_Exercise goal:_ Edit the data from the line containing "The call MUST return, for every instance of the bear's left" through the end of the data, changing "left ear" to "right ear" and leaving everything else unchanged. Return only those lines.
───── Record extracts
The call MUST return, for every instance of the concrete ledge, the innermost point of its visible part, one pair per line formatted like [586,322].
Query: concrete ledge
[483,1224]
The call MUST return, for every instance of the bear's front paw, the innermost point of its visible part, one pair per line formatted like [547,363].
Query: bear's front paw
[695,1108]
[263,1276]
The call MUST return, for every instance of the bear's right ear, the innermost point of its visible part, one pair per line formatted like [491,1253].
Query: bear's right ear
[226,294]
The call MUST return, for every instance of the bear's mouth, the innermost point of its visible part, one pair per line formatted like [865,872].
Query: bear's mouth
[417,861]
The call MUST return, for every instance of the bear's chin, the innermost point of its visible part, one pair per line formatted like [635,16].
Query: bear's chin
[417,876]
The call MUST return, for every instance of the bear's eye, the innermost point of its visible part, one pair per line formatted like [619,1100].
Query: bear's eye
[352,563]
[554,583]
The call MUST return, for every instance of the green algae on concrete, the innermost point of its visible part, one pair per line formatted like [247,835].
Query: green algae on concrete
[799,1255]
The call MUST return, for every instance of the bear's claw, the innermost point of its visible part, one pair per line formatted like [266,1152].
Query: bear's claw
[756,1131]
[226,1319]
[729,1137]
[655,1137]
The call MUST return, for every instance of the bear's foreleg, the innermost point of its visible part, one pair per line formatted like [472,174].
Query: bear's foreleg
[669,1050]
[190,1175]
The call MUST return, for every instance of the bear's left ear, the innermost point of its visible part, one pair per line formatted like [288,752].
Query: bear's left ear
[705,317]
──────────
_Expected answer:_
The call MUST return, for every instance of the bear's right ear, the innermost point of its visible part, one pair per line formatted like [288,752].
Query: bear's right ear
[705,317]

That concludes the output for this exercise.